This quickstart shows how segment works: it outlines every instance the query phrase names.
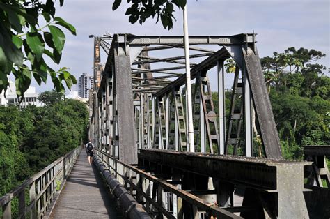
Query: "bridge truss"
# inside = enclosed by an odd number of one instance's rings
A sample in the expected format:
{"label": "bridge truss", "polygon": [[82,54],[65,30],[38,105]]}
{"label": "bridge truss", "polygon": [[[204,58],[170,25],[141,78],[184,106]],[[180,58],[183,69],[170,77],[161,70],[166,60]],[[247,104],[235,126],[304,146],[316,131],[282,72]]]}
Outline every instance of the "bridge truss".
{"label": "bridge truss", "polygon": [[[303,182],[308,163],[282,160],[256,34],[189,37],[194,139],[200,152],[195,154],[187,152],[183,45],[182,36],[95,38],[97,80],[89,135],[98,156],[159,218],[214,215],[214,209],[196,202],[224,208],[220,211],[228,218],[236,217],[233,212],[251,218],[308,217]],[[103,67],[101,48],[107,55]],[[235,70],[229,93],[225,61],[230,58]],[[211,90],[214,78],[217,93]],[[249,158],[256,154],[256,130],[263,158]],[[124,167],[118,169],[118,162]],[[173,187],[203,201],[186,197],[182,202],[184,194],[173,192]],[[234,191],[240,189],[245,191],[243,204],[236,207]]]}

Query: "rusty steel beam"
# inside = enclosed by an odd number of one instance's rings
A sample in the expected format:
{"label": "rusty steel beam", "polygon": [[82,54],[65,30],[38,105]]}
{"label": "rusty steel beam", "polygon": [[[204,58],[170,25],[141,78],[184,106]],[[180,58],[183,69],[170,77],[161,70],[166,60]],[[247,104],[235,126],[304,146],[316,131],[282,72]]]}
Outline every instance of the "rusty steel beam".
{"label": "rusty steel beam", "polygon": [[309,162],[159,149],[139,149],[138,157],[139,159],[145,159],[184,171],[267,190],[277,190],[278,185],[281,183],[278,180],[279,172],[290,168],[301,169],[301,173],[297,172],[295,174],[297,178],[301,178],[301,186],[303,190],[304,166],[311,164]]}
{"label": "rusty steel beam", "polygon": [[305,155],[329,156],[330,145],[304,145],[304,153]]}

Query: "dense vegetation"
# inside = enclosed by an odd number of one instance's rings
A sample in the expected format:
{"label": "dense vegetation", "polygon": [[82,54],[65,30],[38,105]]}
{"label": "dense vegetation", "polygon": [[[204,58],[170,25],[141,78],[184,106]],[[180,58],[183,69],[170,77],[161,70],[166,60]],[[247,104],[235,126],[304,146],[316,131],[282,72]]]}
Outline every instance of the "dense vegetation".
{"label": "dense vegetation", "polygon": [[330,144],[330,78],[314,63],[324,56],[290,47],[261,60],[286,158],[302,158],[303,145]]}
{"label": "dense vegetation", "polygon": [[0,196],[84,141],[86,106],[41,95],[43,107],[0,106]]}

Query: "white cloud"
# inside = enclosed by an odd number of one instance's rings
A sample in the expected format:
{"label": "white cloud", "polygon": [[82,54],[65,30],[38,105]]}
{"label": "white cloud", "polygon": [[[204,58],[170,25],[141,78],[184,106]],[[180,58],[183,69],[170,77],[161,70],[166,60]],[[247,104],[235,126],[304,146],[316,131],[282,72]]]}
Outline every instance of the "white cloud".
{"label": "white cloud", "polygon": [[[177,22],[168,31],[160,22],[155,24],[155,20],[142,26],[129,24],[128,16],[125,15],[125,1],[115,12],[111,0],[70,0],[57,9],[57,15],[72,23],[77,31],[77,36],[67,32],[61,66],[70,68],[76,76],[92,73],[93,41],[88,38],[90,34],[102,36],[108,31],[141,36],[182,35],[182,11],[175,13]],[[274,51],[282,52],[291,46],[315,48],[330,56],[329,15],[329,0],[188,1],[191,35],[233,35],[254,29],[258,33],[257,45],[262,56],[272,56]],[[329,59],[327,57],[320,62],[329,67]],[[52,87],[48,84],[38,90]]]}

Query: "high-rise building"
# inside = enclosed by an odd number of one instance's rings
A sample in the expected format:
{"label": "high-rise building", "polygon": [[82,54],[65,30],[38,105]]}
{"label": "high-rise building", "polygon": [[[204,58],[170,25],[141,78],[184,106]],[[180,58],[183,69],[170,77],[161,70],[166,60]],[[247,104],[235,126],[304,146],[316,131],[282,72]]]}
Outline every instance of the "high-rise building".
{"label": "high-rise building", "polygon": [[89,90],[93,89],[93,76],[83,73],[78,80],[78,96],[83,98],[89,98]]}
{"label": "high-rise building", "polygon": [[[9,80],[9,85],[6,93],[0,93],[0,105],[19,105],[19,107],[25,108],[29,105],[40,107],[42,103],[38,99],[38,94],[36,93],[36,87],[29,86],[24,92],[24,98],[17,97],[15,83]],[[23,98],[23,99],[22,99]]]}

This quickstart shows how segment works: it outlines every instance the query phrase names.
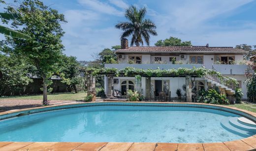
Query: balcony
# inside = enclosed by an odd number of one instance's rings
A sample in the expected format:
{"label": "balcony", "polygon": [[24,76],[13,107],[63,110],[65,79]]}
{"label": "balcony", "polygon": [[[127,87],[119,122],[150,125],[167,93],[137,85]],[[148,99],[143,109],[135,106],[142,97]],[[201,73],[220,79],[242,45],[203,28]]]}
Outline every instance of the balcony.
{"label": "balcony", "polygon": [[195,68],[202,67],[202,64],[105,64],[105,68],[117,68],[118,70],[121,70],[126,67],[133,67],[134,68],[141,69],[157,69],[168,70],[171,69],[177,69],[179,68],[186,68],[192,69],[194,67]]}
{"label": "balcony", "polygon": [[243,75],[247,66],[245,65],[213,64],[213,69],[223,75]]}

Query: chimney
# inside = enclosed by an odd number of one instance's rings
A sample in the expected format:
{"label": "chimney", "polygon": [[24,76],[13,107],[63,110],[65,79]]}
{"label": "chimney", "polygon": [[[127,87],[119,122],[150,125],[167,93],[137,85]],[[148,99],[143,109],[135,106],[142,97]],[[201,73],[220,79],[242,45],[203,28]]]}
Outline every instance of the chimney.
{"label": "chimney", "polygon": [[129,48],[128,46],[128,44],[129,42],[127,39],[122,38],[121,39],[121,49],[128,49]]}

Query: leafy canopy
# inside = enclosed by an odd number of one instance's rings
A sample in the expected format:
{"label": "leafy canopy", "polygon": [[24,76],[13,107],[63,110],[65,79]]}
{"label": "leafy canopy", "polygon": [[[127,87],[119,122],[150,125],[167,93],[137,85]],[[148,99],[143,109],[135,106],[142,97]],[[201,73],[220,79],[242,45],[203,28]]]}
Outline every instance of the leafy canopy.
{"label": "leafy canopy", "polygon": [[31,37],[15,40],[9,38],[13,52],[27,57],[42,77],[51,77],[57,70],[56,65],[61,61],[64,50],[61,38],[64,32],[60,23],[65,22],[64,16],[37,0],[24,0],[17,8],[8,6],[6,12],[23,14],[11,25],[21,27],[21,31]]}
{"label": "leafy canopy", "polygon": [[22,90],[32,82],[28,76],[30,66],[25,60],[0,54],[0,96],[9,91]]}
{"label": "leafy canopy", "polygon": [[73,89],[77,93],[76,85],[82,83],[82,78],[80,75],[80,65],[74,56],[63,56],[63,63],[61,64],[61,77],[62,82],[67,86],[68,90],[71,91]]}
{"label": "leafy canopy", "polygon": [[160,40],[155,44],[156,46],[191,46],[191,41],[182,42],[181,39],[178,38],[170,37],[164,40]]}
{"label": "leafy canopy", "polygon": [[43,103],[47,104],[47,87],[49,80],[59,70],[64,46],[61,38],[64,32],[61,23],[66,21],[64,15],[45,5],[38,0],[16,1],[19,5],[9,5],[5,13],[22,14],[14,18],[11,25],[31,38],[13,39],[7,37],[7,42],[13,48],[13,53],[26,57],[36,68],[43,81]]}
{"label": "leafy canopy", "polygon": [[128,22],[121,22],[115,26],[124,31],[121,38],[131,35],[130,46],[135,44],[136,46],[143,45],[143,40],[149,46],[150,35],[158,35],[157,26],[153,22],[149,19],[144,19],[147,13],[145,7],[138,10],[135,6],[130,6],[126,9],[125,16]]}

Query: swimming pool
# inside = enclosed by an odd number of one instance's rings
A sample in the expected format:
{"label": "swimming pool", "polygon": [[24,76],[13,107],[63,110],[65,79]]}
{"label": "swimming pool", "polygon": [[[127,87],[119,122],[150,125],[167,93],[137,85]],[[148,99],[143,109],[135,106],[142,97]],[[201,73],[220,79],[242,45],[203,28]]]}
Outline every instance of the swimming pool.
{"label": "swimming pool", "polygon": [[232,128],[229,120],[240,114],[217,108],[150,103],[95,104],[0,121],[0,141],[207,143],[256,134],[254,129],[234,130],[237,127]]}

--- --- ---

Reproduce the entries from the line that has "Query: swimming pool" through the end of the entries, swapping "expected format" for "required format" and leaving everything else unchanged.

■ TASK RESPONSE:
Query: swimming pool
# inside = enclosed by an odd number of one instance's rings
A sample in the required format:
{"label": "swimming pool", "polygon": [[24,76],[13,107],[63,110],[65,79]]}
{"label": "swimming pool", "polygon": [[[127,87],[119,122],[150,125],[167,93],[137,85]],[[148,99],[143,109],[135,106],[142,97]],[[201,73],[220,79],[242,45],[203,28]]]}
Outline every instance of the swimming pool.
{"label": "swimming pool", "polygon": [[232,128],[229,120],[240,114],[217,108],[150,103],[95,104],[0,121],[0,141],[207,143],[256,134],[254,129],[234,130],[237,127]]}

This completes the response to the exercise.